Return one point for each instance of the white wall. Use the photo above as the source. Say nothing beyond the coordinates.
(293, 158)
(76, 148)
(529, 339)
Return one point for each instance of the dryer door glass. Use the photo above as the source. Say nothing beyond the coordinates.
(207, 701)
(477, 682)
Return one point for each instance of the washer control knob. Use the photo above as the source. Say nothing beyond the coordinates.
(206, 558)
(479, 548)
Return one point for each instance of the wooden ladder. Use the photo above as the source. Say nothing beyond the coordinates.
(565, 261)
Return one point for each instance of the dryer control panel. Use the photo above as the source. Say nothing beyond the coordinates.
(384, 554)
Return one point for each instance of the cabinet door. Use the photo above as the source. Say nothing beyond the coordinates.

•••••

• WHAT YOU ARE ASKED TO DO:
The material is to be transcribed once more, exactly and completely.

• SOLUTION:
Return one point for each instance of the white wall. Use the photo above as the source. Say nothing beyond the coordinates.
(293, 158)
(76, 148)
(529, 339)
Return one point for each instance of the dryer door glass. Use the photo above as the source. Say nothing beyond the coordinates.
(207, 701)
(477, 682)
Return one point for each instance of the washer control knob. Use the photo above as the source. Say nothing beyond the coordinates.
(206, 558)
(479, 548)
Return one point for each instance of the wooden ladder. Use the photo above as the source. Say nothing beyond the coordinates.
(565, 261)
Return one point for each instance of the dryer control panel. Use the photo above as the source. Say nothing beyond the coordinates.
(384, 554)
Return one point for each instance of the cabinet door. Use the photo above as the source. Say nothing beyond the coordinates.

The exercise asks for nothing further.